Não quero acabar esta nota sem referir os sucessivos murros no estômago que, metaforicamente falando, recebeste, a começar pelo batismo de fogo, as primeiras minas e emboscadas, o primeiro morto... Na realidade, aqueles de nós (e fomos muitos) que passámos por essa dura, trágica, traumática experiência, sabe dar valor às tuas palavras onde há raiva e impotência mas também coragem e dignidade, quando falas do primeiro camarada que morre ao teu lado.
Mesmo sem quereres fazer juízos de valor sobre a legitimidade, a condução e o desfecho daquela guerra, acabas por nos mostrar, com fino mas cáustico humor, que às vezes acontecia sentirmo-nos como um bando de cegos, comandados por outros cegos, à beira de um precipício. Felizmente voltaste, “são e salvo”, para escrever este livro e dares mais valor e força à liberdade, à justiça, à paz e à solidariedade.
Luís Graça, sociólogo,
editor do Blogue Luís Graça & Camaradas da Guiné.
(**) Vd,. poste de 31 de dezembro de 2021 > Guiné 61/74 - P22861: Notas de leitura (1404): Joaquim Costa, "Memórias de guerra de um Tigre Azul: O Furriel Pequenina. Guiné: 1972/74", Rio Tinto, Gondomar, Lugar da Palavra Editora, 2021, 180 pp. - Parte I: "E tudo isto, a guerra,para quê ? Não sei"...
6 comentários:
Costa
Estou muito longe, mesmo que botasse agora os pés ao caminho, não tenho bater dos foles para viajar até ao barbeiro, quanto mais até Gondomar.
Boa apresentação/confraternização é que é preciso.
Abraço e saúde da boa
Valdemar Queiroz
ps (não confundir com sigla partidária) ainda não li o livro todo.
Amigo Valdemar,
Nunca dei grande valor às redes sociais
Não sou dado a coisas virtuais
Para mim é fundamental o contacto pessoal
Um aperto de mão, um abraço, etc., etc.,...
Contudo, a descoberta e a participação no blogue, veio, de certa forma, alterar a minha forma de ver estas “modernices”
Nunca estive contigo, nunca te apertei a mão e nunca te dei um abraço (nem um bj!!!), contudo sinto que estou perante um amigo de longa data. Estranho, ou talvez não! Somos dois Minhotos…
Valdemar não vai a Gondomar
Quem sabe, um dia, Gondomar vai a Valdemar…
Um grande abraço e muita saúde
Joaquim Costa
Um gesto honito.

* Instruções:
(a) Transcreva, do texto sobre o livro de memórias da guerra na Guiné, o trecho entre "(**) Vd,. poste" e "o livro todo.", inclusive.
(b) Prossiga o texto sobre o livro de memórias da guerra na Guiné a partir do ponto em que termina.

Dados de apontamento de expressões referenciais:
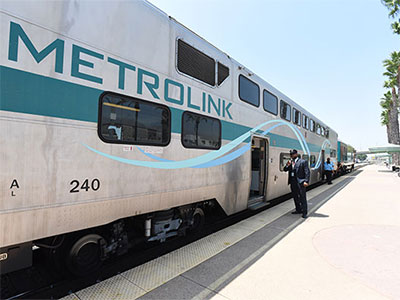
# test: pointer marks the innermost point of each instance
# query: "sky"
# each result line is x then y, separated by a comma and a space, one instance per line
324, 54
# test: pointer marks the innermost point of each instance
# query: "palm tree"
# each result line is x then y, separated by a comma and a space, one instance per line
386, 104
394, 7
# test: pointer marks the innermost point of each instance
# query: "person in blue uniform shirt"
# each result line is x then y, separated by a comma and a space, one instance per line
299, 178
328, 168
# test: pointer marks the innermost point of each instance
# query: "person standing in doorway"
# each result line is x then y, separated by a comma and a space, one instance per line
299, 178
328, 168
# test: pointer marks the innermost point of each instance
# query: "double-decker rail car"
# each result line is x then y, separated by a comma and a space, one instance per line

* Respostas:
(a)
(**) Vd,. poste de 31 de dezembro de 2021 > Guiné 61/74 - P22861: Notas de leitura (1404): Joaquim Costa, "Memórias de guerra de um Tigre Azul: O Furriel Pequenina. Guiné: 1972/74", Rio Tinto, Gondomar, Lugar da Palavra Editora, 2021, 180 pp. - Parte I: "E tudo isto, a guerra,para quê ? Não sei"...
6 comentários:
Costa
Estou muito longe, mesmo que botasse agora os pés ao caminho, não tenho bater dos foles para viajar até ao barbeiro, quanto mais até Gondomar.
Boa apresentação/confraternização é que é preciso.
Abraço e saúde da boa
Valdemar Queiroz
ps (não confundir com sigla partidária) ainda não li o livro todo.

(b)
Valdemar
não vai ao ar
nem vai ao mar
e se calhar
sem respirar
e sem andar
pode ficar
a esperar.
Saúde da boa
Valdemar Queiroz
Caro camarada Joaquim Costa
Muitos parabéns pela edição do teu livro, as memórias que às gerações futuras têm de ser transmitidas estão ali contempladas.
lamento não estar presente no lançamento do teu "Tigre Azul de Cunbijã" que em pouco tempo "devorei" na leitura. A distância entre Alverca e Gondomar é grande. Mas com frequência passo em Sobral de Monte Agraço e me recordo do comentário "da velhice" à porta do mercado municipal.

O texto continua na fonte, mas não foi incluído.